[BEGIN Supplied data]

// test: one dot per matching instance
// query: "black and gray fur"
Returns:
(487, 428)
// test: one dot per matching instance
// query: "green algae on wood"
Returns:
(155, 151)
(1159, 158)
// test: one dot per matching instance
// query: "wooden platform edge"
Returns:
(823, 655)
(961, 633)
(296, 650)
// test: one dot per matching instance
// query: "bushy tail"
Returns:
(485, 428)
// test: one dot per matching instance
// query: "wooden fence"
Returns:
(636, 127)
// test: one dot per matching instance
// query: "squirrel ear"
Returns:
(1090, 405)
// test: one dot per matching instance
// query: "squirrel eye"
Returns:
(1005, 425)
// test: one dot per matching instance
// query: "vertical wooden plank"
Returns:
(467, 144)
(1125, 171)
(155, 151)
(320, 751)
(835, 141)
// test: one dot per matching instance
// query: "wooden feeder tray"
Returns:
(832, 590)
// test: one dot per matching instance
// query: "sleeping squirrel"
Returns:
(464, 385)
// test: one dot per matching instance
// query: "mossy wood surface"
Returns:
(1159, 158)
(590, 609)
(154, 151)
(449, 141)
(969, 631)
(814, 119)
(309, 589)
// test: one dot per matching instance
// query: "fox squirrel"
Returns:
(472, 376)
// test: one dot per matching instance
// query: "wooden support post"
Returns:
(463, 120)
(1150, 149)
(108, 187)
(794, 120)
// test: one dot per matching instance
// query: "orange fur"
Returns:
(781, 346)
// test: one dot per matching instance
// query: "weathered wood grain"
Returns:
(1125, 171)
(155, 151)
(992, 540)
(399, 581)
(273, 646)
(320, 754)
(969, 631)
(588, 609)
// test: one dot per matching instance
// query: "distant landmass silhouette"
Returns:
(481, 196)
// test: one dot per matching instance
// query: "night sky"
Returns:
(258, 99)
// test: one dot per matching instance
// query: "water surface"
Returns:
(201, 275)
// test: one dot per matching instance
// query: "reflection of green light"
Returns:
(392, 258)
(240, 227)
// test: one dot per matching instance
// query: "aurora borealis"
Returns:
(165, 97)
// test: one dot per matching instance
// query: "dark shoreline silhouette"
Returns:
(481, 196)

[END Supplied data]

*Task to carry out:* Could you swap each "wooden" in all the rows above for "timber" and give the rows again with nothing else changed?

*Task result:*
// test: one dot per matching instance
// query: "black and gray fur"
Returns:
(487, 428)
// test: one dot per matching instance
// query: "green algae on wood"
Returns:
(155, 151)
(1159, 158)
// test: one dot per matching instance
// query: "timber platform edge"
Returns:
(823, 655)
(961, 633)
(296, 650)
// test: one dot per matching instance
// query: "bushy tail"
Returns:
(485, 428)
// test: one dot per matching instance
// query: "timber fence"
Returns:
(636, 127)
// test: one dot per matching instance
// query: "squirrel ear"
Returns:
(1090, 405)
// test: one dot per matching instance
// query: "squirrel eye"
Returns:
(1005, 425)
// test: one dot per matching instance
// query: "vertical timber plank"
Returns:
(467, 144)
(1125, 171)
(155, 151)
(320, 751)
(835, 141)
// test: one dot per matching instance
// query: "timber feeder tray"
Returns:
(832, 590)
// test: one dot per matching instance
// query: "sleeping squirrel"
Returns:
(464, 385)
// test: one dot per matching instance
// query: "mossy wood surface"
Returns:
(1159, 158)
(590, 609)
(154, 151)
(449, 141)
(969, 631)
(814, 119)
(309, 589)
// test: one dot per matching instance
// query: "fox squirrel"
Returns:
(472, 376)
// test: one dot per matching instance
// query: "timber support post"
Returns:
(463, 120)
(1150, 149)
(108, 187)
(794, 120)
// test: one dot per matching instance
// query: "orange fur"
Returns:
(781, 346)
// test: one dot per matching instance
// query: "weathered wood grain"
Returns:
(1125, 171)
(155, 151)
(992, 540)
(399, 581)
(273, 646)
(320, 754)
(969, 631)
(588, 609)
// test: one dot per matching instance
// query: "distant landmass silhouette"
Returns:
(481, 196)
// test: one dot per matching instance
// query: "night sky"
Returns:
(258, 99)
// test: one dot per matching instance
// query: "water surface"
Returns:
(201, 275)
// test: one dot per matching instance
// query: "reflection of green light"
Returns:
(392, 258)
(240, 227)
// test: one dot per matching instance
// query: "aurora borealis"
Returns:
(165, 97)
// test: one dot per matching instance
// query: "dark shoreline silhouette"
Returns:
(481, 196)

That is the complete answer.